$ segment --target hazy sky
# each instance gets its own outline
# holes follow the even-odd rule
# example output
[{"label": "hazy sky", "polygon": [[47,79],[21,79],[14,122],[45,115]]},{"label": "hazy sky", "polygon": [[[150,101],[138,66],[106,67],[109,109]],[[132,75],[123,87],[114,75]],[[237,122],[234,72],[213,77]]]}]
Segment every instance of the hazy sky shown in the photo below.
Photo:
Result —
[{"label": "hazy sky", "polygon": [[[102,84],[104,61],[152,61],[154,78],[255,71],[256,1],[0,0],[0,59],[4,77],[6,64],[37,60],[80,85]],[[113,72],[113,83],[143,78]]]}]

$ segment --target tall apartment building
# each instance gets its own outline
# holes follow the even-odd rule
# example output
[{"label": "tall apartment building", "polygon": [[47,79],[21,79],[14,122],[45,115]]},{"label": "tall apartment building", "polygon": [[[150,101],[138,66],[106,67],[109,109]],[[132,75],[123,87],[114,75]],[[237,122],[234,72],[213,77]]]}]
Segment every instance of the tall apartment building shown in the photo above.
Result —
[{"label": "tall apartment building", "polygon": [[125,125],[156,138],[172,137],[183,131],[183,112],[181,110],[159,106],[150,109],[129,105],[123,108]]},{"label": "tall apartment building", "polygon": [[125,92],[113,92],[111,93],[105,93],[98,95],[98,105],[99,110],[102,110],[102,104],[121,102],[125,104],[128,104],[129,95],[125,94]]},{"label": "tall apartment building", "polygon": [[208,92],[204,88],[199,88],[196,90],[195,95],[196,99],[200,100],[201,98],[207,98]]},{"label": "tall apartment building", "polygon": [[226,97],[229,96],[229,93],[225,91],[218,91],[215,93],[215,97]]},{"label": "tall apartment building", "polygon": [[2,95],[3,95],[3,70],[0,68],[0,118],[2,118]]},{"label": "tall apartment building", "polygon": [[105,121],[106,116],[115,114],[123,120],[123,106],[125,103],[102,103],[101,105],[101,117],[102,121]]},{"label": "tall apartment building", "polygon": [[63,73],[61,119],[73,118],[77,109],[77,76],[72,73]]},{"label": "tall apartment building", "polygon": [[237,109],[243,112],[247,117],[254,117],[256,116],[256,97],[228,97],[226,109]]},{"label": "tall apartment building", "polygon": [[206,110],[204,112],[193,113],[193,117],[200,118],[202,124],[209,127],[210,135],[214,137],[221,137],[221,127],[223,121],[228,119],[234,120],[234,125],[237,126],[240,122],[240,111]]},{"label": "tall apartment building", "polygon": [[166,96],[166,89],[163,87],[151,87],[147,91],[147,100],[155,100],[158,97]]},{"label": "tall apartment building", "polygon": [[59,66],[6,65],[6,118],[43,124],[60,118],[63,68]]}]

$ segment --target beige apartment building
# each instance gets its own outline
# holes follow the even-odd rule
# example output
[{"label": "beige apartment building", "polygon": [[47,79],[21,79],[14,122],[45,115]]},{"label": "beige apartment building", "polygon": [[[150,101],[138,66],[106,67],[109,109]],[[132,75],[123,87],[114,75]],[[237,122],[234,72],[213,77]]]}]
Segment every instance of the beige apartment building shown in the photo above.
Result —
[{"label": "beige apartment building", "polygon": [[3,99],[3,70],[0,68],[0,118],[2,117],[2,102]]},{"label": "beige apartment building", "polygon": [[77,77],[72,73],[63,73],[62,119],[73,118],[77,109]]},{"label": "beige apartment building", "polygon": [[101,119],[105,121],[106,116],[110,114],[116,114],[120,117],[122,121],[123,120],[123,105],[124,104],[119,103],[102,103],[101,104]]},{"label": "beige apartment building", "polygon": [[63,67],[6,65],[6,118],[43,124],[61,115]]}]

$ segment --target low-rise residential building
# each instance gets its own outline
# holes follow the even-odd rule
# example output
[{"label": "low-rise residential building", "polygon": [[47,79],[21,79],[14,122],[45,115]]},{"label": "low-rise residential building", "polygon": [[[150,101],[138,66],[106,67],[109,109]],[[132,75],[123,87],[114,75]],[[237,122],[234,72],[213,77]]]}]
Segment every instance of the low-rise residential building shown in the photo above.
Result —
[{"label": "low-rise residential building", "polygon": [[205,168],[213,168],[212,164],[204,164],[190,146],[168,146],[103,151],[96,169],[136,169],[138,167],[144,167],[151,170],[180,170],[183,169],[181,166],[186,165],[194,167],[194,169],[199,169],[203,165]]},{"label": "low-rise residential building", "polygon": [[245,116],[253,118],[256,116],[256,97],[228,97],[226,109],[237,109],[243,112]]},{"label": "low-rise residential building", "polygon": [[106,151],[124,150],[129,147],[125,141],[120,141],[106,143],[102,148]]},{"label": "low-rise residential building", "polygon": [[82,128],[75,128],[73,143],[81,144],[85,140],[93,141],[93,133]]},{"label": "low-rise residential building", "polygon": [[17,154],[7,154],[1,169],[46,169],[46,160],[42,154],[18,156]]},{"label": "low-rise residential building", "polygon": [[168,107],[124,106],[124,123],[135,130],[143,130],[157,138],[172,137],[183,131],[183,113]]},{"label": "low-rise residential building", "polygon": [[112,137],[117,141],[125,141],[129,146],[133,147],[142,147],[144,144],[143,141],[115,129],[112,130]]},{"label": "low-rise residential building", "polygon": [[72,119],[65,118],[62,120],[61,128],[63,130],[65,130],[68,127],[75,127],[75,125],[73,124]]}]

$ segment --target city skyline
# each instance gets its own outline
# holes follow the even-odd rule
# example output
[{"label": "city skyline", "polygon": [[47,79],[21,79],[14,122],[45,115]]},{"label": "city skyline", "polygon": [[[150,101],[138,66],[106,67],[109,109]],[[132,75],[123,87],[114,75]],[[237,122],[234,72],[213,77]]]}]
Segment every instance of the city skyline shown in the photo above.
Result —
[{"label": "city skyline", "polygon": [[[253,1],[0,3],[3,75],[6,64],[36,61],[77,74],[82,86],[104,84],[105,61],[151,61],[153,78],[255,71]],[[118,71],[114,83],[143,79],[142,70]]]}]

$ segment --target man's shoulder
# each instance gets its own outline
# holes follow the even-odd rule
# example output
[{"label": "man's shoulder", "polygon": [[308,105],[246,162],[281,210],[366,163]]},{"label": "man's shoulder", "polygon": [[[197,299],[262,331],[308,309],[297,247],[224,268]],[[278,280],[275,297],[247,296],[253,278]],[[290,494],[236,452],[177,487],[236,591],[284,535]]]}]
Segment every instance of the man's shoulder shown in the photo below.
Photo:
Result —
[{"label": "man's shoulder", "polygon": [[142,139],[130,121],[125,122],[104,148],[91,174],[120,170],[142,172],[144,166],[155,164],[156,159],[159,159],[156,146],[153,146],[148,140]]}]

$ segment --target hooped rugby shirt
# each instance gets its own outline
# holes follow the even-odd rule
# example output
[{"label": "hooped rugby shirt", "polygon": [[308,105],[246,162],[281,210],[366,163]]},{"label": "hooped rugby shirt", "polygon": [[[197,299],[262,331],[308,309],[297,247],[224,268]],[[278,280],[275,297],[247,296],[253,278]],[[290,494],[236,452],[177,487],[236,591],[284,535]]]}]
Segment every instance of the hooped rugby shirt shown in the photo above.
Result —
++++++++
# [What you should do]
Rewrite all of the material above as a numbered list, one line per item, with the blank lines removed.

# [Task response]
1. $ segment --target hazy sky
2. # each instance gets its own outline
3. # holes follow the even-odd rule
4. # example output
5. [{"label": "hazy sky", "polygon": [[47,79],[21,79],[14,122],[45,115]]},{"label": "hazy sky", "polygon": [[[150,101],[138,66],[106,67],[109,109]],[[132,75],[123,87],[114,75]],[[237,122],[234,72],[213,77]]]}]
6. Segment every instance of the hazy sky shown in the photo below.
7. Photo:
8. Result —
9. [{"label": "hazy sky", "polygon": [[[102,84],[104,61],[152,61],[154,78],[255,71],[256,1],[0,0],[0,59],[4,77],[6,64],[37,60],[80,85]],[[113,72],[113,83],[143,78]]]}]
10. $ segment --target tall apartment building
11. # each instance gets its own outline
12. # holes follow the even-odd rule
13. # example output
14. [{"label": "tall apartment building", "polygon": [[47,79],[21,79],[14,122],[45,115]]},{"label": "tall apartment building", "polygon": [[[150,101],[138,66],[106,67],[109,109]],[[132,75],[123,87],[114,75]],[[237,122],[234,72],[213,77]]]}]
15. Segment every instance of the tall apartment building shown in the photo above.
16. Result —
17. [{"label": "tall apartment building", "polygon": [[125,125],[156,138],[172,137],[183,131],[183,112],[181,110],[159,106],[150,109],[129,105],[123,108]]},{"label": "tall apartment building", "polygon": [[125,92],[113,92],[111,93],[105,93],[98,95],[98,105],[99,110],[102,110],[102,104],[121,102],[125,104],[128,104],[129,95],[125,94]]},{"label": "tall apartment building", "polygon": [[208,92],[204,88],[199,88],[196,90],[195,95],[196,99],[200,100],[201,98],[207,98]]},{"label": "tall apartment building", "polygon": [[226,97],[229,96],[229,93],[225,91],[218,91],[215,93],[215,97]]},{"label": "tall apartment building", "polygon": [[2,95],[3,95],[3,70],[0,68],[0,118],[2,118]]},{"label": "tall apartment building", "polygon": [[105,121],[106,116],[115,114],[123,120],[123,106],[125,103],[102,103],[101,105],[101,117],[102,121]]},{"label": "tall apartment building", "polygon": [[63,73],[61,119],[73,118],[77,109],[77,76],[72,73]]},{"label": "tall apartment building", "polygon": [[237,109],[243,112],[247,117],[254,117],[256,116],[256,97],[228,97],[226,109]]},{"label": "tall apartment building", "polygon": [[206,110],[204,112],[193,113],[193,117],[200,118],[202,124],[209,127],[210,135],[214,137],[221,137],[221,127],[223,121],[228,119],[234,120],[234,125],[237,126],[240,122],[240,111]]},{"label": "tall apartment building", "polygon": [[166,96],[166,89],[163,87],[151,87],[147,91],[147,100],[155,100],[158,97]]},{"label": "tall apartment building", "polygon": [[59,66],[6,65],[6,118],[43,124],[60,118],[63,68]]}]
18. $ segment --target beige apartment building
19. # each instance gets its own outline
20. # holes follow the even-odd rule
21. # example output
22. [{"label": "beige apartment building", "polygon": [[47,79],[21,79],[14,122],[45,115]]},{"label": "beige apartment building", "polygon": [[[150,101],[138,66],[106,67],[109,109]],[[132,75],[123,87],[114,75]],[[237,122],[234,72],[213,77]]]}]
23. Segment every instance of the beige apartment building shown in the photo above.
24. Result —
25. [{"label": "beige apartment building", "polygon": [[3,99],[3,70],[0,68],[0,118],[2,117],[2,102]]},{"label": "beige apartment building", "polygon": [[77,77],[72,73],[63,73],[62,119],[73,118],[77,109]]},{"label": "beige apartment building", "polygon": [[101,119],[105,121],[106,116],[110,114],[116,114],[120,117],[122,121],[123,120],[123,105],[124,104],[119,103],[102,103],[101,104]]},{"label": "beige apartment building", "polygon": [[63,67],[6,65],[6,118],[43,124],[61,115]]}]
26. $ segment --target low-rise residential building
27. # each instance gets its own outline
28. # holes follow the even-odd rule
29. # example output
30. [{"label": "low-rise residential building", "polygon": [[47,79],[21,79],[14,122],[45,115]]},{"label": "low-rise residential building", "polygon": [[[150,101],[138,66],[106,67],[109,109]],[[132,75],[123,87],[114,75]],[[237,122],[234,72],[213,77]]]}]
31. Segment every instance of the low-rise residential building shown in the photo above.
32. Result —
33. [{"label": "low-rise residential building", "polygon": [[205,168],[213,168],[212,164],[204,164],[190,146],[168,146],[103,151],[96,169],[136,169],[138,167],[144,167],[151,170],[180,170],[183,169],[181,166],[186,165],[194,167],[194,169],[199,169],[203,165]]},{"label": "low-rise residential building", "polygon": [[245,116],[253,118],[256,116],[256,97],[228,97],[226,109],[237,109],[243,112]]},{"label": "low-rise residential building", "polygon": [[106,151],[124,150],[129,147],[125,141],[120,141],[106,143],[102,148]]},{"label": "low-rise residential building", "polygon": [[82,128],[75,128],[73,143],[81,144],[85,140],[93,141],[93,133]]},{"label": "low-rise residential building", "polygon": [[17,154],[7,154],[1,169],[46,169],[46,160],[42,154],[18,156]]},{"label": "low-rise residential building", "polygon": [[168,107],[124,106],[124,123],[135,130],[143,130],[157,138],[172,137],[183,131],[183,113]]},{"label": "low-rise residential building", "polygon": [[112,137],[117,141],[125,141],[129,146],[133,147],[142,147],[144,144],[143,141],[115,129],[112,130]]},{"label": "low-rise residential building", "polygon": [[72,119],[65,118],[62,120],[61,128],[63,130],[65,130],[68,127],[75,127],[75,125],[73,124]]}]
34. $ segment --target city skyline
35. # each instance gets its own outline
36. # holes follow the even-odd rule
37. # example output
38. [{"label": "city skyline", "polygon": [[47,79],[21,79],[14,122],[45,115]]},{"label": "city skyline", "polygon": [[[150,101],[138,66],[106,67],[109,109]],[[132,75],[123,87],[114,75]],[[237,122],[234,72],[213,77]]]}]
39. Segment every instance of the city skyline shown in the photo above.
40. Result —
41. [{"label": "city skyline", "polygon": [[[253,1],[0,3],[3,75],[6,64],[36,61],[77,74],[82,86],[104,84],[105,61],[151,61],[153,78],[255,71]],[[118,71],[114,83],[143,79],[142,70]]]}]
42. $ segment --target man's shoulder
43. # each instance gets its own outline
44. # holes follow the even-odd rule
45. # example output
46. [{"label": "man's shoulder", "polygon": [[308,105],[246,162],[281,210],[366,163]]},{"label": "man's shoulder", "polygon": [[[197,299],[262,331],[308,309],[297,247],[224,268]],[[278,280],[275,297],[247,296],[253,278]],[[290,494],[236,452],[177,487],[236,591],[284,535]]]}]
47. Segment every instance of the man's shoulder shown in the photo below.
48. Photo:
49. Result —
50. [{"label": "man's shoulder", "polygon": [[142,139],[130,121],[125,122],[104,148],[91,174],[120,170],[142,172],[144,166],[155,164],[156,159],[159,159],[156,146],[153,146],[148,140]]}]
51. $ segment --target hooped rugby shirt
52. # each instance gets its own outline
53. # holes follow the even-odd rule
54. # example output
55. [{"label": "hooped rugby shirt", "polygon": [[308,105],[246,162],[281,210],[366,163]]},{"label": "hooped rugby shirt", "polygon": [[[197,299],[262,331],[308,309],[297,247],[224,268]],[[278,280],[275,297],[247,296],[253,278]],[[290,494],[236,452],[177,487],[236,591],[284,535]]]}]
56. Segment every instance of the hooped rugby shirt shown in the photo above.
57. Result —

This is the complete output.